WHAT THE TASK ASKS> For each line below that holds the word "grass", make a copy.

Natural-language object grounding data

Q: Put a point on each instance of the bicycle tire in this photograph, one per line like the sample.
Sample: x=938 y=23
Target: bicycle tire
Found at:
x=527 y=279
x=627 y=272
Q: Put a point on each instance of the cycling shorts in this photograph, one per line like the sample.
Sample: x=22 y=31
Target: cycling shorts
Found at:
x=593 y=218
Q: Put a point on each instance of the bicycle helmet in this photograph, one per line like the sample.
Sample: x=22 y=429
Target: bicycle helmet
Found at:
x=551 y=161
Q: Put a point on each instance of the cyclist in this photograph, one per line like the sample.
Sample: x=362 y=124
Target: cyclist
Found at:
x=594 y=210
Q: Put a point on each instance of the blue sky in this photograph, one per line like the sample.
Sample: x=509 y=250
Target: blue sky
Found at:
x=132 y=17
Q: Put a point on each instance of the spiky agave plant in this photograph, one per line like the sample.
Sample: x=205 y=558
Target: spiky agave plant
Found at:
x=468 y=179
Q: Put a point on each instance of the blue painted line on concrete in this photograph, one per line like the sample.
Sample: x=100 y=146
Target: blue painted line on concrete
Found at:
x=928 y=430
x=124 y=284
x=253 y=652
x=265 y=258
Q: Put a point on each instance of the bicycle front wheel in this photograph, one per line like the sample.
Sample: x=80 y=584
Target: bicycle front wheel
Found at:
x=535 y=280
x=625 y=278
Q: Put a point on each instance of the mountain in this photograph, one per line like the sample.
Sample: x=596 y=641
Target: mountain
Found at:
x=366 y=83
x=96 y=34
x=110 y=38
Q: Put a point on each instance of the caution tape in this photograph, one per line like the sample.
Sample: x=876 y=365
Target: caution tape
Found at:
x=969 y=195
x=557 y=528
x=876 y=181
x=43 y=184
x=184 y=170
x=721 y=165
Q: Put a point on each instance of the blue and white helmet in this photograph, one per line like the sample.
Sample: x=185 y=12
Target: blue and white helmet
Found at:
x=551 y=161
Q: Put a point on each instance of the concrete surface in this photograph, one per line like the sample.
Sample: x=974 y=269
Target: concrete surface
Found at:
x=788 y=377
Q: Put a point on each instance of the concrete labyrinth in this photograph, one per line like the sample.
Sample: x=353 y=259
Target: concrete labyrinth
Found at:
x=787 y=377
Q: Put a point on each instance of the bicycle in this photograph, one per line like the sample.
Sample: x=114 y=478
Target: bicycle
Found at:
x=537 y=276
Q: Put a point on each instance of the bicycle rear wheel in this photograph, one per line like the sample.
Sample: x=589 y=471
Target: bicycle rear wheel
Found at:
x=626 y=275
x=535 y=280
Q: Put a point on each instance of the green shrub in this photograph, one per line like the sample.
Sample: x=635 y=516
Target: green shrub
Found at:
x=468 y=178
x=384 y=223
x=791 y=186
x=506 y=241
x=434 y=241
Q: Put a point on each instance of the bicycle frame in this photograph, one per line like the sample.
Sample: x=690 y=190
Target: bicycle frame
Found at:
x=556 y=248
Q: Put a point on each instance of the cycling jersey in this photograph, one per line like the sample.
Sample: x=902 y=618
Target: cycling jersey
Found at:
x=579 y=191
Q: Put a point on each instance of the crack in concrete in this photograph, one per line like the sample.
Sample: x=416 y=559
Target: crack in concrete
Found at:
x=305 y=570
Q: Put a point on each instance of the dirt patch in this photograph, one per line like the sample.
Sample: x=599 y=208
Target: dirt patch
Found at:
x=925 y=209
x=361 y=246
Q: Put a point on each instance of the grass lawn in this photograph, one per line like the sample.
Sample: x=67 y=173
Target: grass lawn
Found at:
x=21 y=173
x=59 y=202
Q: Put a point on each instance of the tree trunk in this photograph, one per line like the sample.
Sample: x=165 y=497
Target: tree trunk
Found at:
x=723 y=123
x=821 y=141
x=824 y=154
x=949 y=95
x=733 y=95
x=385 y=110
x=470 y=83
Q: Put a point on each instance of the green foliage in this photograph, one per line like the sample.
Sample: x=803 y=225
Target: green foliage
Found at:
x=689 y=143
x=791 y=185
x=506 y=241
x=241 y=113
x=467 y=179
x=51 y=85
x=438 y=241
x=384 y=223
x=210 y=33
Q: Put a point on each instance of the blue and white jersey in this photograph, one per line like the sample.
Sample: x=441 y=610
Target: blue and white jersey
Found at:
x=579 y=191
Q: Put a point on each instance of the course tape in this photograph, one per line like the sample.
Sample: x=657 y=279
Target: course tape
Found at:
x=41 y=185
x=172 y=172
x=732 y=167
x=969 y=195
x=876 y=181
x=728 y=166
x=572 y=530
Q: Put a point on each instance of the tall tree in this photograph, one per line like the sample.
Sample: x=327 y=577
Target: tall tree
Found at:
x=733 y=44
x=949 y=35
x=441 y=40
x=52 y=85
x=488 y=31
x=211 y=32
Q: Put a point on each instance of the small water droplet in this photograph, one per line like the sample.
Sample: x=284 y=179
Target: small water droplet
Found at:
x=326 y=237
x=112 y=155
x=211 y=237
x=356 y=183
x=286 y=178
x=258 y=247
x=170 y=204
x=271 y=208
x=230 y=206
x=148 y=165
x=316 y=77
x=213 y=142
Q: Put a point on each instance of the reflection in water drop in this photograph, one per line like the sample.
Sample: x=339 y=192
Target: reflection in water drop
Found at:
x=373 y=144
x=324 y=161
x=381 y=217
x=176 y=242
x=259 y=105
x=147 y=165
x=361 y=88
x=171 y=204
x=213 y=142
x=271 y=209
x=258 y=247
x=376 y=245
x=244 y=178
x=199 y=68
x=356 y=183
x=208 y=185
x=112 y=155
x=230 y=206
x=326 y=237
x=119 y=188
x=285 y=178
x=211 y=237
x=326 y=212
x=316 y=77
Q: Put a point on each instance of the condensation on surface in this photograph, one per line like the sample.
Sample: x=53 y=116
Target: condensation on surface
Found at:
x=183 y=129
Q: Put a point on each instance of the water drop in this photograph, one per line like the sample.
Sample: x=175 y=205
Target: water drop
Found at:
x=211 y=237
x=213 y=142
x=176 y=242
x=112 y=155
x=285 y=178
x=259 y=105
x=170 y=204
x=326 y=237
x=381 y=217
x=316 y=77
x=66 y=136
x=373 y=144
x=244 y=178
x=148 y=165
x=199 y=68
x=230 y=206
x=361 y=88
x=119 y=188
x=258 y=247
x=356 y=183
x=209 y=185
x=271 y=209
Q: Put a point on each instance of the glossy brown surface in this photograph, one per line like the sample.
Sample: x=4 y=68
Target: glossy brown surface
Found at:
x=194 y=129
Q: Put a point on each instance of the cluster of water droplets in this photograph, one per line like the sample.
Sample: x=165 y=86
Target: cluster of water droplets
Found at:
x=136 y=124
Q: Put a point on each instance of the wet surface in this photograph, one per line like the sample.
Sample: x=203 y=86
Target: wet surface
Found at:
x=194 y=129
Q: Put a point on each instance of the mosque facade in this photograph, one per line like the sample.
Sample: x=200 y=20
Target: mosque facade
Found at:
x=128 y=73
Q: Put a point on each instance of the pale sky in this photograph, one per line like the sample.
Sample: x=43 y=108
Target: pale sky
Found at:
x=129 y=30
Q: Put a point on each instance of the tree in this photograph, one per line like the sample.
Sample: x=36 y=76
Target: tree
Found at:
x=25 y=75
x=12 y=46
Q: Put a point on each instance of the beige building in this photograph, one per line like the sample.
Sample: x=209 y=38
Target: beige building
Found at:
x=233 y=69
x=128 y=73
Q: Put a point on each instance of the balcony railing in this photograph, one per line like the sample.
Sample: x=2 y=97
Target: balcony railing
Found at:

YOUR SOLUTION>
Q: Put a point on each instance of the grass lawn in this photograph, one per line like the sample.
Target: grass lawn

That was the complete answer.